Directions for this task:
Rewrite all of the records below, swapping "one space apart" for "separated by a single space" wherever it appears and keeping everything else the same. Leave out the pictures.

══ The input ══

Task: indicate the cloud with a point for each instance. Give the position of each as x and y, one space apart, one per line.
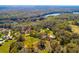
39 2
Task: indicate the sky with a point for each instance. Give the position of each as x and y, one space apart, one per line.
39 2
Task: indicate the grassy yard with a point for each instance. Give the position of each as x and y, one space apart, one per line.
5 47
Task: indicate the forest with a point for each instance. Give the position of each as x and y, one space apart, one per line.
53 34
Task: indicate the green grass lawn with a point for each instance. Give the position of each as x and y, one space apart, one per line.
5 47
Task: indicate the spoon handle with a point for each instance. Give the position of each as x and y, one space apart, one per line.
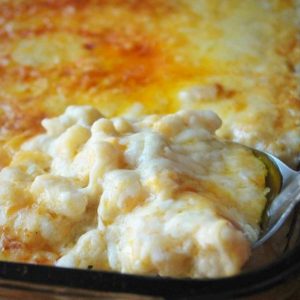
281 208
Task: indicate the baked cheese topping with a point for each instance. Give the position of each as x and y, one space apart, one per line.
240 59
158 195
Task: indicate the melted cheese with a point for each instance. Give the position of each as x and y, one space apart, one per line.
153 195
237 58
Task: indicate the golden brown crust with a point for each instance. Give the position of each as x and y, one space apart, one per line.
242 57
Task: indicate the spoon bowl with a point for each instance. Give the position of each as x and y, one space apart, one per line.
284 194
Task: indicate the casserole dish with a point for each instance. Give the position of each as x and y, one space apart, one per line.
274 278
238 59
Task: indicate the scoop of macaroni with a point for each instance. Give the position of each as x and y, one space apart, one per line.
157 195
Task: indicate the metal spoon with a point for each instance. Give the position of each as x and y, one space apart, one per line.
284 184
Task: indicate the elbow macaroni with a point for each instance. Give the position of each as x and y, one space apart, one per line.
155 195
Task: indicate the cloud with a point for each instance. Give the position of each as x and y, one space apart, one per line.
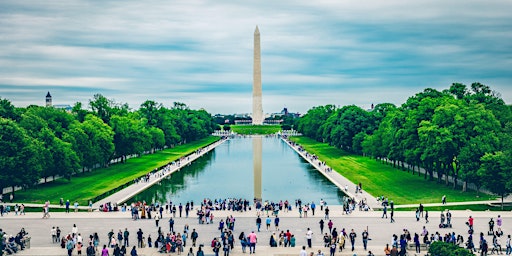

═══

Result for this exercise:
Task: indicate the cloud with a point for each instance. Give the position of each as x and y, separated by a single space, one per line.
39 2
Task: indicate the sky with a point for each instance. Give the position of each as x and y, separated by a single space, one per line.
39 2
Task: indicate the grassy yard with a point for each instance. Give the position of each as x and y, separated by a single space, one per line.
5 47
Task: indicate the forest with a point for each instance. Give the position of each as x and y, separated by a single space, one per line.
53 34
Task: indicate the green grass lawn with a point for each instance. Give the position of each as x and y, separated by a single space, one per line.
5 47
Task: indicate the spoon handle with a point for each instance. Give the position of each as x and y, separated by a single space, one per line.
281 208
Task: indicate the baked cheese topping with a point for each instance. Give the position of each as x and y, separated by a single space, one per line.
240 59
158 195
Task: indicate the melted cheese with a point for each instance. Give the position of each as x and y, separated by a single space, one per line.
153 195
237 58
Task: indicate the golden brown crust with a point for each instance. Give the position of each as x and y, separated by a single space, one per line.
242 57
Task: indicate the spoon bowl with a point for each instance. Give the position of each as x and y, separated by a single space, one per line.
284 194
Task: indicate the casserole dish with a point for each instance. Give the position of each as x and y, separated by a single space, one per line.
274 278
238 59
Task: indicate the scoop of macaroni with a point for each instance. Give the position of each as x and y, separated by a single space, one per line.
157 195
Task: indicate the metal spoon with a point for each instance. Give the position of each as x and y, separated by a single space, one per line.
284 184
Task: indicate the elbow macaroni with a point for each instance. Give the position of each as x and y, separated by a single space, one per line.
155 195
Task: indicate the cloud with a point for each instance. Give the position of each as x and y, separated by a single space, one per line.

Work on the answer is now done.